**Reading text:**
## Start

John knew that he, too, would die a thousand miles from home. He had more to hope for than an old age of sleeping rough and begging for manuallabor jobs. But the conversation with the wanderer led him to assess his life. John had lost four of his six children, and he was a widower twice over. Yet he admitted that he was much better off than, for instance, Job. Each of his own wives had been “worth a cowpen full such as” the complaining spouse who had burdened the Old Testament figure. And perhaps Julien’s second bride would be better than the first. John hadn’t heard from Julien in months, but he was on his way. After the worst of the legal storm blew over, the younger Devereux had returned to Alabama to pick up several dozen slaves who had been stashed on an ally’s place since 1841. Now, on March 20, “about 12 o’clock,” a white employee arrived with “three wagons and the negroes from Montgomery,” and John relished both their “excitement at meeting with the Negroes here and Julien’s letter giving information that he had sold out and all was coming.” Even better, the letter told “of the birth of a son.” The news “operated powerfully on my sympathies,” John wrote. Tears choked the old man. Julien, remarried, now had an heir of his blood, and thus John did as well. A new generation of enslavers was emerging.

## End

**Work required:** Resume the Devereux family narrative above, picking up after its final sentence.

(Stored data)
## Start

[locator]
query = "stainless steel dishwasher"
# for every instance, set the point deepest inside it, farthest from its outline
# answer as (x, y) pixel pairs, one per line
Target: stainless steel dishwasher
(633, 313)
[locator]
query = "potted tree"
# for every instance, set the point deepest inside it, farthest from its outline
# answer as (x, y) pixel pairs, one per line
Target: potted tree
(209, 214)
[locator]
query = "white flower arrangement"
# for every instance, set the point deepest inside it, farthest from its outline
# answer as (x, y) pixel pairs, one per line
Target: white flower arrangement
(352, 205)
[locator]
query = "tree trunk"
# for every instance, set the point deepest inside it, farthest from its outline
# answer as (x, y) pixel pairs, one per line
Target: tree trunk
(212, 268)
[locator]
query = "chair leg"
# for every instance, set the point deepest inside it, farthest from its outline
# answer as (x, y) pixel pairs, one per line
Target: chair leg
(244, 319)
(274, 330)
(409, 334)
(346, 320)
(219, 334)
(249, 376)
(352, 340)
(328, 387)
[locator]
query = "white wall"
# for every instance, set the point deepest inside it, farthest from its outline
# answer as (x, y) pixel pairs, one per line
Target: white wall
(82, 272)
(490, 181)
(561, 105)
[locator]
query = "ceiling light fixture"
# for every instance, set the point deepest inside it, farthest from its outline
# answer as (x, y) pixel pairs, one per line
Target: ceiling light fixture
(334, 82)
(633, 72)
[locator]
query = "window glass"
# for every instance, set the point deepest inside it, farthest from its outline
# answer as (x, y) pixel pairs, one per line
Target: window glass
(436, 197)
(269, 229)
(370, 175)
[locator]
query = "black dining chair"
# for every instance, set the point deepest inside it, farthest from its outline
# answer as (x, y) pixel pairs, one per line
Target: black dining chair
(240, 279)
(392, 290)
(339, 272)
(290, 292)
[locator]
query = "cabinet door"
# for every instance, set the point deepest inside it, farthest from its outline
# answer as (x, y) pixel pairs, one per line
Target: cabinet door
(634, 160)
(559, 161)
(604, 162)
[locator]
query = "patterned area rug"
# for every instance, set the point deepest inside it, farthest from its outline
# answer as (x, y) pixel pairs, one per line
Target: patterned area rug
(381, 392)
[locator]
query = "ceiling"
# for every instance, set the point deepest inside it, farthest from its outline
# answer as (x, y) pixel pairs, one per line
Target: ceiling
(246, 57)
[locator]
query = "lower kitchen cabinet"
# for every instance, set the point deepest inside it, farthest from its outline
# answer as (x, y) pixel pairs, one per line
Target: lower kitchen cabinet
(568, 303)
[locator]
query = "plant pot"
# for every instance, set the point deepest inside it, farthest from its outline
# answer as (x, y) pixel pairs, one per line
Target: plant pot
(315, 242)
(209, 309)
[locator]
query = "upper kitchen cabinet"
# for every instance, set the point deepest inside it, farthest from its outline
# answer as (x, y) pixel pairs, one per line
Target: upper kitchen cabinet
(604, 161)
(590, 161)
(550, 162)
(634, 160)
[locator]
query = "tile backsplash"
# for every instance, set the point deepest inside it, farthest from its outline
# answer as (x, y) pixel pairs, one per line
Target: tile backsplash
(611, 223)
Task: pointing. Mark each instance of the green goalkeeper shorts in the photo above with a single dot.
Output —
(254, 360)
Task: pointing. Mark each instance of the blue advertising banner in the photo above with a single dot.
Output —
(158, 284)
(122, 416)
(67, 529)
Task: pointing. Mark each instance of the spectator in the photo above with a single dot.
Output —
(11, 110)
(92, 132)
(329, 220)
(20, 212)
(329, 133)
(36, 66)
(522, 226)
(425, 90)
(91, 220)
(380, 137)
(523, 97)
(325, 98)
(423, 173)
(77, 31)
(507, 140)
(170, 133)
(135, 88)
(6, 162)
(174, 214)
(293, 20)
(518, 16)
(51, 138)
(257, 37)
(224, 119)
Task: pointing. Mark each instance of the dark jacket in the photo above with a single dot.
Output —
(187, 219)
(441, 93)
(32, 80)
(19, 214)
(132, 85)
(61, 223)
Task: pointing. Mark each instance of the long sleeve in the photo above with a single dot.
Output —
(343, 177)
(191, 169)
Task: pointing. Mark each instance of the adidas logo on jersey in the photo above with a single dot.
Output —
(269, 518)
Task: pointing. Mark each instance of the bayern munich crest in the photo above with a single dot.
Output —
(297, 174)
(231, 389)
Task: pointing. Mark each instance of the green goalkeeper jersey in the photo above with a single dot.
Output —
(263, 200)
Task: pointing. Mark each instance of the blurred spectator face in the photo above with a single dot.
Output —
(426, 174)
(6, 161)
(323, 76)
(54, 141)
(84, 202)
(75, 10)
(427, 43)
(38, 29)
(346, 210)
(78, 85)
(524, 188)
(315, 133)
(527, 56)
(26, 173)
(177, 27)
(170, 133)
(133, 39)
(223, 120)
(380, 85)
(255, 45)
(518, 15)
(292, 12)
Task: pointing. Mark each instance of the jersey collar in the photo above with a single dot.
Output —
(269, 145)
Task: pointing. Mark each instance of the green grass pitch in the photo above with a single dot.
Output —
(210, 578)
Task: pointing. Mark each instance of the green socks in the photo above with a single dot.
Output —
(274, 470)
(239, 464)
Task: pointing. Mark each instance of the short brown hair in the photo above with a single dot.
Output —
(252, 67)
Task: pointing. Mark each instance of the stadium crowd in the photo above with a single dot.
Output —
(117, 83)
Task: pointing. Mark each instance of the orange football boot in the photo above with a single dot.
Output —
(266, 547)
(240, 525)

## End

**Expected answer:**
Just a few days more, and Julien arrived. Overseer, three other employees, Julien, and John: six white men were now at the new house, where only a few months ago there had been none but the old man. All day and into the evening, the slaves worked the raw East Texas soil around the new cotton shoots. The United States had stretched its borders to incorporate these acres, these white men, and their property. Slave prices were climbing. With the promise that the US government would fund Texas bonds, surely credit would pump again through the veins that oxygenated the endeavors of southwestern entrepreneurs. Further southwest, cannon boomed and men marched, pushing the border onward. Here, a woman set supper out. All six men sat down to eat, “which,” John noted, “filled all our chairs and table.” The world had come right side up again.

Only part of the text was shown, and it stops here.